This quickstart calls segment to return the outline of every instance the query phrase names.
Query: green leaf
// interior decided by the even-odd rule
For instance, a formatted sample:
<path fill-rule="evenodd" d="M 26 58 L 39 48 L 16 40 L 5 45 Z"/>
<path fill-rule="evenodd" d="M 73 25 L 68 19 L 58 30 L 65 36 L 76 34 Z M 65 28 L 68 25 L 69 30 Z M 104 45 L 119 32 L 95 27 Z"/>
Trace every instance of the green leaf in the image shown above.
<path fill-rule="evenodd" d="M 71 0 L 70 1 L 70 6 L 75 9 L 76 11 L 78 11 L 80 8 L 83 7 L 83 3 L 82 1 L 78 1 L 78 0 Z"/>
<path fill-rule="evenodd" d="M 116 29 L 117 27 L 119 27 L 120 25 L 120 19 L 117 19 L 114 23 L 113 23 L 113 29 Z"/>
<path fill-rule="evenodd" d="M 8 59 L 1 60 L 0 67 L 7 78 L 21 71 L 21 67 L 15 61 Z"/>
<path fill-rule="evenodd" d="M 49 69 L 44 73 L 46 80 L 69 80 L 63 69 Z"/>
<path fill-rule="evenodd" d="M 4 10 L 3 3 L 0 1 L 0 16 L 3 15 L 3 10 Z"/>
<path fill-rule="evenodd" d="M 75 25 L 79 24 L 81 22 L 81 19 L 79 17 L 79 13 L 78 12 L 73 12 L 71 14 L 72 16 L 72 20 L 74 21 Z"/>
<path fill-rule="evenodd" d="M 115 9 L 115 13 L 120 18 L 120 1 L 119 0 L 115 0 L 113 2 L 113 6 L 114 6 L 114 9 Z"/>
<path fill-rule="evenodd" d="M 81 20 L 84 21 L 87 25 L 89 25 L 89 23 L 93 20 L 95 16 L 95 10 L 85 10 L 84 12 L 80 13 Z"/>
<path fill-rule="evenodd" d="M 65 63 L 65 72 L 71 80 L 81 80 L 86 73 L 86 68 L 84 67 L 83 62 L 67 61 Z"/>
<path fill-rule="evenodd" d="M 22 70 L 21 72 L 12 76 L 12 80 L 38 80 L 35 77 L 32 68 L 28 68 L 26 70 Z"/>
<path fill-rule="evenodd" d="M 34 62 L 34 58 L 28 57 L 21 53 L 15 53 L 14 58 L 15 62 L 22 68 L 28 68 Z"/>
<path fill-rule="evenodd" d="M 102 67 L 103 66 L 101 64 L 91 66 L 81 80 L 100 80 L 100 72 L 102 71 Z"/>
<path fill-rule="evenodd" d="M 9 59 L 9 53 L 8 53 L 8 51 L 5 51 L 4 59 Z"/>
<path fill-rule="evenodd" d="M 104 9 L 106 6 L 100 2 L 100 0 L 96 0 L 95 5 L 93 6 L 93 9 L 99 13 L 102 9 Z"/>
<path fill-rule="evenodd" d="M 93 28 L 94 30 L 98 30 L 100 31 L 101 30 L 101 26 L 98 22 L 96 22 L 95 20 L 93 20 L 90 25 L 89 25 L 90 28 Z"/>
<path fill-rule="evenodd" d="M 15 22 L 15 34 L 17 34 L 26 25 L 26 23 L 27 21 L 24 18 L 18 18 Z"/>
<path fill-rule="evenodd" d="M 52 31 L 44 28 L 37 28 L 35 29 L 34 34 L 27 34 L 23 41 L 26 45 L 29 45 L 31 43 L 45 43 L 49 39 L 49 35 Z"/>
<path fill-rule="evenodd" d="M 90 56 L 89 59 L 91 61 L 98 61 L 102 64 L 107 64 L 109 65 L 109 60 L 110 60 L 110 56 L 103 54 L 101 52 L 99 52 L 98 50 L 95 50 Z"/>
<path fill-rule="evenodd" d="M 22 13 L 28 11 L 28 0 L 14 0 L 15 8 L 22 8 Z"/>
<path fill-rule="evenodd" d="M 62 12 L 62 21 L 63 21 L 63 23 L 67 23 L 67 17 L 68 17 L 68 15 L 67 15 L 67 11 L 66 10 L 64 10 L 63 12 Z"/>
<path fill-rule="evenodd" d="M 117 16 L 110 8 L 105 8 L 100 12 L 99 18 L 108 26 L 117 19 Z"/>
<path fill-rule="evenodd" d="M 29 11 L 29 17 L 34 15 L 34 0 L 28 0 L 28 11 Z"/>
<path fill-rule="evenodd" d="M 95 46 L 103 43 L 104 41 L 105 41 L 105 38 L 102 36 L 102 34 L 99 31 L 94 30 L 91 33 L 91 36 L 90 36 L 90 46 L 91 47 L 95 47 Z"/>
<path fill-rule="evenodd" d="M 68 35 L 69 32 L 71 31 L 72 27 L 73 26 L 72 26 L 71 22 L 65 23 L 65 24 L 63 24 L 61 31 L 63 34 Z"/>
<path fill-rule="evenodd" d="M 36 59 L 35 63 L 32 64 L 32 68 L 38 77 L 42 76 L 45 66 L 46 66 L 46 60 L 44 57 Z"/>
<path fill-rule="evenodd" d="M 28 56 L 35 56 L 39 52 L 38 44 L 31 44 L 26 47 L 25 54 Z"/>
----------
Exercise objective — Rewrite the lines starting at the beginning of the rows and ending at the line that contains "26 58 L 39 48", putting "tutorial" in place of "quickstart" and leaving all else unchanged. Give only those lines.

Answer to this task —
This tutorial calls segment to return the outline of every instance the query phrase names.
Query: green leaf
// interior decided by the even-odd rule
For instance, a formatted sample:
<path fill-rule="evenodd" d="M 26 58 L 39 48 L 16 40 L 5 45 Z"/>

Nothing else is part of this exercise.